- _What is required_
Scan the entries for the word "clicks", and copy every line where it appears.

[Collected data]
════════════════
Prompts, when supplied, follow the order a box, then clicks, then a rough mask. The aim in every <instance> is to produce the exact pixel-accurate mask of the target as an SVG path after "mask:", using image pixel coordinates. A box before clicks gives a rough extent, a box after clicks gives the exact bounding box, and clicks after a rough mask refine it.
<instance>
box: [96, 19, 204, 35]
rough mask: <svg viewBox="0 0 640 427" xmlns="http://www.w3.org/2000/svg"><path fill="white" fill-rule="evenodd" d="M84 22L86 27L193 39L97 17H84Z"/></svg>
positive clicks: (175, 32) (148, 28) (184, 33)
════════════════
- _Task result_
Prompts, when supplied, follow the order a box, then clicks, then a rough mask. The aim in every <instance> is to produce the exact pixel-accurate mask of the target as an SVG path after "mask:", using image pixel coordinates. A box before clicks gives a rough extent, a box after clicks gives the exact bounding box, and clicks after a rough mask refine it.
positive clicks: (175, 32) (148, 28) (184, 33)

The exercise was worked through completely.